GOAL OF THE EXERCISE – Print the material below word for word from start to finish, leaving out the pictures.

DATA FOR THE TASK –
= = = =

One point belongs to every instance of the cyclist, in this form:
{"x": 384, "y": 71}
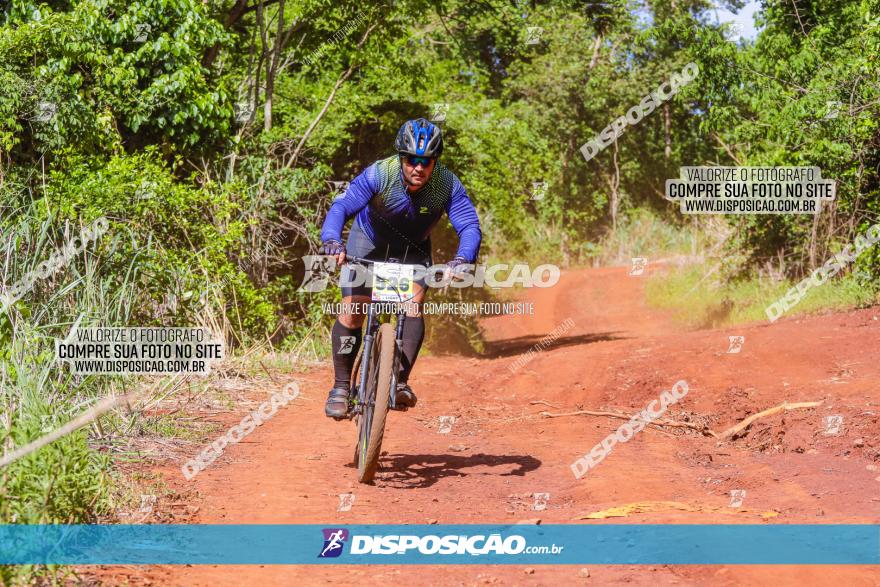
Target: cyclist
{"x": 397, "y": 202}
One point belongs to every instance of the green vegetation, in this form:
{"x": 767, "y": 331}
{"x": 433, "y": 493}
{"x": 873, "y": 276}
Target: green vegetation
{"x": 699, "y": 301}
{"x": 208, "y": 133}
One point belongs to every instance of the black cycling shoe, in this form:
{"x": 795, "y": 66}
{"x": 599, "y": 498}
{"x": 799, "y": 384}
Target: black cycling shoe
{"x": 337, "y": 404}
{"x": 405, "y": 398}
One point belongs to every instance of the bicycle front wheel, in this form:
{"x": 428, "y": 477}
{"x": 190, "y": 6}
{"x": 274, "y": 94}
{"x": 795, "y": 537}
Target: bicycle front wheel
{"x": 378, "y": 392}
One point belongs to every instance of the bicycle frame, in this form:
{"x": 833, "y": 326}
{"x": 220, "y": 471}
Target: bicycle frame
{"x": 370, "y": 333}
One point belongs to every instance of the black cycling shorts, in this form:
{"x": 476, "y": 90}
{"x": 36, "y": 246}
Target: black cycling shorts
{"x": 360, "y": 245}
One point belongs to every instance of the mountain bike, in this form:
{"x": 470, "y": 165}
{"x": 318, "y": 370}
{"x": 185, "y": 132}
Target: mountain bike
{"x": 374, "y": 378}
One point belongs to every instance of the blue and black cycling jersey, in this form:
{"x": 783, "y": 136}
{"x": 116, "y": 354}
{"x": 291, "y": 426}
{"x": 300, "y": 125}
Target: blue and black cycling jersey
{"x": 388, "y": 213}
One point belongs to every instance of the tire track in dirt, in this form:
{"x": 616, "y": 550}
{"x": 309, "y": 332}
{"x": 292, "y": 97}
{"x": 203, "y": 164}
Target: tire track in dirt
{"x": 617, "y": 355}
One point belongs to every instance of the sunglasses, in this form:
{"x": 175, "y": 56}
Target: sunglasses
{"x": 413, "y": 160}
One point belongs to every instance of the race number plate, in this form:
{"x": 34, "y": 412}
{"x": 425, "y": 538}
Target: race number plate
{"x": 392, "y": 282}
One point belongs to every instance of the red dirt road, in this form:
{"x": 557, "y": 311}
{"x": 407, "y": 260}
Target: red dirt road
{"x": 618, "y": 356}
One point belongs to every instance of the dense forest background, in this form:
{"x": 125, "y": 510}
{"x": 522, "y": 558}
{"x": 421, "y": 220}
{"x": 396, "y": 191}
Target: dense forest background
{"x": 211, "y": 134}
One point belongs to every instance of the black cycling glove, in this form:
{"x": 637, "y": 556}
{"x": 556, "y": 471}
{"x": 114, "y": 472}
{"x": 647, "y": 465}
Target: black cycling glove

= = = =

EXERCISE ANSWER –
One point belongs to every instance of the cyclist, in this form:
{"x": 384, "y": 71}
Target: cyclist
{"x": 397, "y": 202}
One point belongs to every instance of the green vegetation, in this form:
{"x": 767, "y": 331}
{"x": 433, "y": 493}
{"x": 873, "y": 276}
Target: green vegetation
{"x": 699, "y": 301}
{"x": 208, "y": 133}
One point belongs to every instance of the black cycling shoe, in this form:
{"x": 795, "y": 66}
{"x": 599, "y": 498}
{"x": 799, "y": 384}
Target: black cycling shoe
{"x": 337, "y": 404}
{"x": 405, "y": 398}
One point belongs to every instance of the bicycle front wheel, in this form:
{"x": 428, "y": 477}
{"x": 190, "y": 6}
{"x": 274, "y": 94}
{"x": 795, "y": 537}
Target: bicycle front wheel
{"x": 378, "y": 392}
One point belongs to every instance of the bicycle frame, in this form:
{"x": 833, "y": 326}
{"x": 220, "y": 471}
Target: bicycle frame
{"x": 370, "y": 333}
One point belongs to every instance of the black cycling shorts, in this form:
{"x": 476, "y": 90}
{"x": 36, "y": 246}
Target: black cycling shorts
{"x": 360, "y": 245}
One point belongs to every instance of the mountain bike, in this form:
{"x": 470, "y": 165}
{"x": 318, "y": 370}
{"x": 185, "y": 132}
Target: mountain bike
{"x": 374, "y": 378}
One point belongs to every instance of the blue and black cycling jersey, in this form:
{"x": 783, "y": 136}
{"x": 116, "y": 354}
{"x": 291, "y": 426}
{"x": 300, "y": 125}
Target: blue and black cycling jersey
{"x": 388, "y": 213}
One point belongs to every instance of the tire track in dirt, in this form:
{"x": 616, "y": 550}
{"x": 309, "y": 332}
{"x": 292, "y": 97}
{"x": 203, "y": 164}
Target: tire track in dirt
{"x": 617, "y": 355}
One point belongs to every instance of the sunglasses, in this form:
{"x": 175, "y": 56}
Target: sunglasses
{"x": 413, "y": 160}
One point belongs to every instance of the race number plate, in this form:
{"x": 34, "y": 412}
{"x": 425, "y": 538}
Target: race number plate
{"x": 392, "y": 282}
One point belongs to every instance of the red dirt road, in this form:
{"x": 557, "y": 311}
{"x": 407, "y": 260}
Target: red dirt road
{"x": 618, "y": 356}
One point belongs to every instance of the dense forest background, in this form:
{"x": 125, "y": 510}
{"x": 522, "y": 558}
{"x": 421, "y": 220}
{"x": 396, "y": 191}
Target: dense forest background
{"x": 211, "y": 134}
One point belongs to every instance of the black cycling glove, in this form:
{"x": 637, "y": 556}
{"x": 556, "y": 471}
{"x": 114, "y": 472}
{"x": 647, "y": 465}
Target: black cycling glove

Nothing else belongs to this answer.